- _Segmentation labeling records_
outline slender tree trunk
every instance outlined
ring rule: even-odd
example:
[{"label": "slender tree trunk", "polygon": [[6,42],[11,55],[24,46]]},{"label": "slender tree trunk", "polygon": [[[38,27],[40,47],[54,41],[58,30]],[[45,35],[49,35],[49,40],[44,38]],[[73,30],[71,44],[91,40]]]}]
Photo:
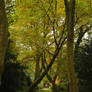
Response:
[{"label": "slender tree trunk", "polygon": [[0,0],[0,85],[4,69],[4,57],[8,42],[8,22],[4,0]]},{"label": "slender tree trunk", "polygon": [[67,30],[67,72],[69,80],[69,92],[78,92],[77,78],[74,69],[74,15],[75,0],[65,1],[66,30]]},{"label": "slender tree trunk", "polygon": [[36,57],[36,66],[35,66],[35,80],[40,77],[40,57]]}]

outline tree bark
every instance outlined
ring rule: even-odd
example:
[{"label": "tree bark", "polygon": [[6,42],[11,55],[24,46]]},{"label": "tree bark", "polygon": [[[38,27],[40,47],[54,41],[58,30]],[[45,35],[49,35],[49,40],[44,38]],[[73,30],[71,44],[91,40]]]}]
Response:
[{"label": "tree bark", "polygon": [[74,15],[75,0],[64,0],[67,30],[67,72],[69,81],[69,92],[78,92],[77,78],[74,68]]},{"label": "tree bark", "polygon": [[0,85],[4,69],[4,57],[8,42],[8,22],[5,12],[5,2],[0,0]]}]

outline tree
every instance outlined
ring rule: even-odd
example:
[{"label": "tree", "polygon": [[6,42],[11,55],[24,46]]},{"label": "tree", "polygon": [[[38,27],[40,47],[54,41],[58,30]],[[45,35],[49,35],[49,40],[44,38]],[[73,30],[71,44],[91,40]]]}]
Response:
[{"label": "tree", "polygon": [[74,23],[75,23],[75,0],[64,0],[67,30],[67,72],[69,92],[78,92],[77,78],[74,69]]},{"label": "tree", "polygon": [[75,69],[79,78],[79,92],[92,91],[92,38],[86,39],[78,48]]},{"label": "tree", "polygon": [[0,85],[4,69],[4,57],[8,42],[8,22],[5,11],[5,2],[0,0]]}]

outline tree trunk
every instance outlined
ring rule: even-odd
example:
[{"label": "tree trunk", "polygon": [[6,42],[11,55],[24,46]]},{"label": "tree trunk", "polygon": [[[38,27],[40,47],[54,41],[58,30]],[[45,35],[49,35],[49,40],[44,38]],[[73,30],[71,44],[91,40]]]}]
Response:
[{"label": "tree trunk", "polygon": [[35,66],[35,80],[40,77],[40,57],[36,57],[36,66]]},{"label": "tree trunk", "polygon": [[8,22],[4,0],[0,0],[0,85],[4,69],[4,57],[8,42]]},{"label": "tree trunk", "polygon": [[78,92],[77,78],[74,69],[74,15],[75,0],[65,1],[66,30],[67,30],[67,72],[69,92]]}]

- _Short problem_
Copy the records word for word, starting at the line that contains "outline tree trunk" and continuing through the end of the records.

- _Exercise output_
outline tree trunk
every instance outlined
ring rule: even-odd
example:
[{"label": "tree trunk", "polygon": [[6,42],[11,55],[24,46]]},{"label": "tree trunk", "polygon": [[[38,27],[40,47],[54,41],[58,30]],[[45,35],[49,35],[49,40],[44,38]],[[73,30],[71,44],[91,40]]]}]
Response:
[{"label": "tree trunk", "polygon": [[35,66],[35,80],[40,77],[40,57],[36,57],[36,66]]},{"label": "tree trunk", "polygon": [[8,22],[4,0],[0,0],[0,85],[4,69],[4,57],[8,42]]},{"label": "tree trunk", "polygon": [[78,92],[77,78],[74,69],[74,15],[75,0],[65,1],[66,30],[67,30],[67,72],[69,92]]}]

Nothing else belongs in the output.